Annotation records
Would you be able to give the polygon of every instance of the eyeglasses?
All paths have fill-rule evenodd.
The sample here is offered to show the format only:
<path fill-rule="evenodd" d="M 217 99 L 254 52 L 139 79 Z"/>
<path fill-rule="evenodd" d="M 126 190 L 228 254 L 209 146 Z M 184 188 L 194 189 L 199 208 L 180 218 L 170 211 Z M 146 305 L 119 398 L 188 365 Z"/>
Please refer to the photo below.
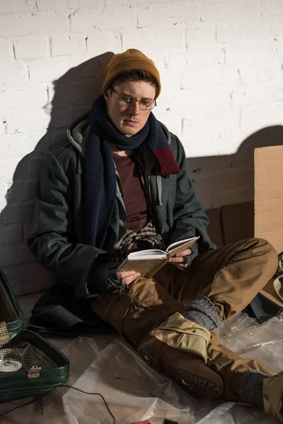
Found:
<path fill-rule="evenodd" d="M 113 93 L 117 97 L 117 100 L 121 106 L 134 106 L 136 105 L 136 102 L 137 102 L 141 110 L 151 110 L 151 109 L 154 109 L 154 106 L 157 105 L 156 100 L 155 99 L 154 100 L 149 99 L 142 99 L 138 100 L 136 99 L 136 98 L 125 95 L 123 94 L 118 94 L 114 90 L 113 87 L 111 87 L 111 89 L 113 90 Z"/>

• _INSTRUCTIONS FOR THE TASK_:
Reproduce the material above, substituting "spectacles" for "eyeglasses" and leaving everything else as it is. Omit the pictures.

• _RESULT BELOW_:
Would you be able to give the polygon of every instance of the spectacles?
All paths have fill-rule evenodd.
The sample here is offered to show the format only:
<path fill-rule="evenodd" d="M 217 99 L 254 52 L 139 79 Z"/>
<path fill-rule="evenodd" d="M 126 190 L 228 254 L 209 146 Z M 184 188 L 194 189 L 199 208 L 180 218 L 170 211 Z M 146 305 L 119 398 L 188 365 Z"/>
Please refer to the photo below.
Found:
<path fill-rule="evenodd" d="M 113 93 L 117 97 L 117 100 L 121 106 L 134 106 L 136 105 L 136 102 L 137 102 L 141 110 L 151 110 L 151 109 L 154 109 L 154 106 L 157 105 L 156 100 L 155 99 L 154 100 L 149 99 L 142 99 L 138 100 L 136 99 L 136 98 L 125 95 L 123 94 L 118 94 L 114 90 L 113 87 L 111 87 L 111 89 L 113 90 Z"/>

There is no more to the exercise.